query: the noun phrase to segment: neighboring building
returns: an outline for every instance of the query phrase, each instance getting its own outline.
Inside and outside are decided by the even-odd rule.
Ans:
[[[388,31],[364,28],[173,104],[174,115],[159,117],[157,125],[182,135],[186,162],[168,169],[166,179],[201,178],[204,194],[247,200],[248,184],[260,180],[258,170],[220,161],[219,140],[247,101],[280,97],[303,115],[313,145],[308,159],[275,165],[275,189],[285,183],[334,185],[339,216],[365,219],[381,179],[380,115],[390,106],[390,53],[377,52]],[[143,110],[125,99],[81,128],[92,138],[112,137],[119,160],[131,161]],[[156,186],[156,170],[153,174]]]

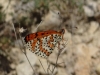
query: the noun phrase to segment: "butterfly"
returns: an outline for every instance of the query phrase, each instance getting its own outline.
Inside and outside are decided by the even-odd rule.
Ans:
[[[54,50],[56,44],[63,40],[64,29],[60,31],[48,30],[31,33],[25,36],[25,47],[36,55],[47,58]]]

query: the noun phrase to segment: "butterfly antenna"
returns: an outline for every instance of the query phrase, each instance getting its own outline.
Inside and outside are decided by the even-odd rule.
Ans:
[[[18,37],[17,37],[17,33],[16,33],[15,26],[14,26],[13,22],[11,22],[11,25],[13,26],[14,33],[15,33],[15,38],[16,38],[16,41],[17,41],[17,40],[18,40]],[[19,35],[20,35],[20,33],[19,33]],[[20,35],[20,39],[22,40],[21,35]],[[23,41],[22,41],[22,42],[23,42]],[[19,44],[19,47],[20,47],[20,49],[21,49],[21,51],[22,51],[22,48],[21,48],[21,45],[20,45],[19,42],[18,42],[18,44]],[[23,43],[23,45],[24,45],[24,43]],[[24,48],[24,51],[25,51],[25,48]],[[30,66],[31,66],[31,68],[32,68],[32,70],[33,70],[33,72],[34,72],[34,75],[36,75],[36,74],[35,74],[35,70],[33,69],[33,67],[32,67],[32,65],[31,65],[31,63],[30,63],[30,61],[29,61],[29,59],[28,59],[26,53],[23,52],[23,51],[22,51],[22,53],[24,53],[24,55],[26,56],[26,58],[27,58],[27,60],[28,60],[28,62],[29,62],[29,64],[30,64]]]

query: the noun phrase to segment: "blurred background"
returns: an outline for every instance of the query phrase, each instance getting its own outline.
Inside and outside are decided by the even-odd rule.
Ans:
[[[50,9],[60,11],[68,39],[59,64],[57,50],[49,57],[48,62],[56,65],[54,75],[100,75],[100,0],[0,0],[0,75],[35,75],[14,27],[17,36],[19,27],[27,29],[24,37],[34,32]],[[37,75],[49,75],[38,60],[47,68],[46,59],[30,51],[27,55]]]

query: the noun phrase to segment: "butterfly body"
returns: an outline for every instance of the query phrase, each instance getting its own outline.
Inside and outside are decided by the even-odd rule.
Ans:
[[[41,31],[28,34],[24,40],[26,48],[38,56],[47,58],[57,43],[63,39],[64,29],[60,32],[54,30]]]

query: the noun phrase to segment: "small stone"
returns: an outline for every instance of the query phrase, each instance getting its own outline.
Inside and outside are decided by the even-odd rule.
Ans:
[[[99,27],[99,23],[98,22],[95,22],[95,21],[92,21],[90,23],[90,28],[88,30],[88,33],[94,34],[94,32],[98,29],[98,27]]]
[[[88,6],[83,6],[83,9],[84,9],[86,16],[88,17],[94,16],[94,11],[90,9]]]

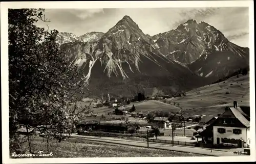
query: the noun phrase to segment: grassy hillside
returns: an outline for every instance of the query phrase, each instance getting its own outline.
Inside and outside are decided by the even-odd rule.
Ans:
[[[166,100],[167,103],[182,108],[182,114],[217,115],[224,106],[249,105],[249,76],[239,75],[218,83],[200,87],[186,93],[186,96]]]

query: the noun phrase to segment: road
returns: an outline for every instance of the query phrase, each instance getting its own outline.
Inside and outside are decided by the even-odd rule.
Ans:
[[[147,147],[147,143],[141,141],[129,141],[121,139],[117,139],[115,138],[110,138],[107,137],[97,137],[93,136],[83,136],[78,135],[77,134],[72,134],[69,141],[74,142],[90,142],[95,143],[100,143],[102,144],[112,145],[127,145],[137,146],[140,147]],[[150,143],[149,146],[150,148],[162,149],[166,150],[175,151],[178,152],[193,153],[195,154],[214,156],[237,156],[233,154],[231,152],[224,151],[218,149],[212,149],[211,152],[210,149],[204,148],[198,148],[194,147],[182,146],[172,146],[170,145]]]

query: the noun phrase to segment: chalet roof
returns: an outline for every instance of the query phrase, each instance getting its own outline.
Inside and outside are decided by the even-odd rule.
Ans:
[[[249,121],[243,114],[238,110],[233,107],[230,107],[231,110],[234,116],[246,127],[250,127],[250,121]]]
[[[168,117],[155,117],[154,121],[163,121],[164,122],[168,120]]]
[[[211,129],[211,127],[207,127],[204,130],[199,134],[199,135],[201,136],[212,136],[213,134]]]
[[[214,118],[214,117],[213,116],[204,116],[202,118],[202,119],[200,120],[199,123],[205,124],[206,123],[207,123]]]

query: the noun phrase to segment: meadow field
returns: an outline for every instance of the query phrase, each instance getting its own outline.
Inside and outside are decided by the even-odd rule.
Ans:
[[[182,114],[189,116],[217,116],[225,106],[249,105],[249,76],[239,75],[218,83],[202,87],[186,93],[186,96],[164,100],[166,103],[179,105]]]

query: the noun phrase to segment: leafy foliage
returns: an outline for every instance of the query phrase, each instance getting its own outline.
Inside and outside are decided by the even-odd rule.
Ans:
[[[152,133],[154,133],[155,134],[155,136],[156,136],[156,139],[157,139],[157,136],[159,136],[160,134],[159,128],[158,127],[152,127],[151,129],[152,130],[151,131],[151,132]]]
[[[154,119],[154,114],[152,112],[149,113],[146,116],[146,120],[148,122],[152,122],[152,121],[153,121]]]
[[[136,109],[135,108],[135,106],[134,106],[134,105],[133,105],[133,107],[132,107],[132,108],[130,110],[130,112],[133,112],[136,111]]]
[[[85,75],[79,74],[72,59],[59,50],[58,31],[34,23],[47,22],[44,9],[9,9],[9,85],[10,147],[17,139],[19,124],[40,131],[47,141],[59,139],[75,128],[88,106],[76,102],[85,95]],[[30,137],[27,141],[30,145]],[[31,149],[30,149],[31,150]],[[32,153],[32,152],[31,152]]]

## [Exercise task]
Collect every line of the rows above that contains the word "noun".

## [Exercise output]
query: the noun phrase to segment: neighboring building
query: the noun phrase to segment: "butterfly"
query: the noun phrase to segment: "butterfly antenna"
query: the noun phrase to segment: "blurred background"
query: the noun phrase to segment: "butterfly body"
query: the noun phrase to segment: "small stone"
query: the noun phrase to segment: grassy hillside
query: the noun phrase to segment: road
query: the noun phrase to segment: chalet roof
query: the noun phrase to segment: meadow field
query: the noun phrase to segment: leafy foliage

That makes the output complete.